Written request ->
Pull out each line in the records below that contains the string "woman", copying the lines unchanged.

— Start of Material for this exercise —

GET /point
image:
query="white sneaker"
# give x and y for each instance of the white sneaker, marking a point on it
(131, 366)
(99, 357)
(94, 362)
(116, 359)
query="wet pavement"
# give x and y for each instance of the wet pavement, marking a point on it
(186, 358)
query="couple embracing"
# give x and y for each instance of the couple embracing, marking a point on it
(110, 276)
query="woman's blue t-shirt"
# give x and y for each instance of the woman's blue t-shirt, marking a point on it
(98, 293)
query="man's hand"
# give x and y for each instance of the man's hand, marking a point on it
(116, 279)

— End of Material for this exercise —
— Start of Material for this exercise —

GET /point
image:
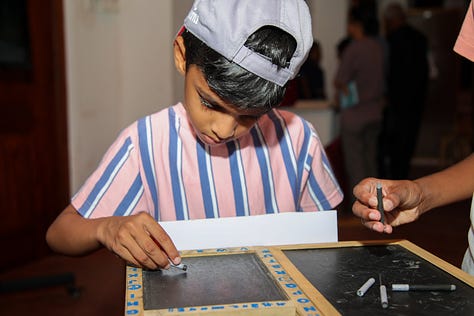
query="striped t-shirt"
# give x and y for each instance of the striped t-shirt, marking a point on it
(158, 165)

— End of Material for this exercise —

Written reply ->
query="woman's blue t-shirt"
# give x and y for each instance of the woman's blue t-shirt, marking a point on it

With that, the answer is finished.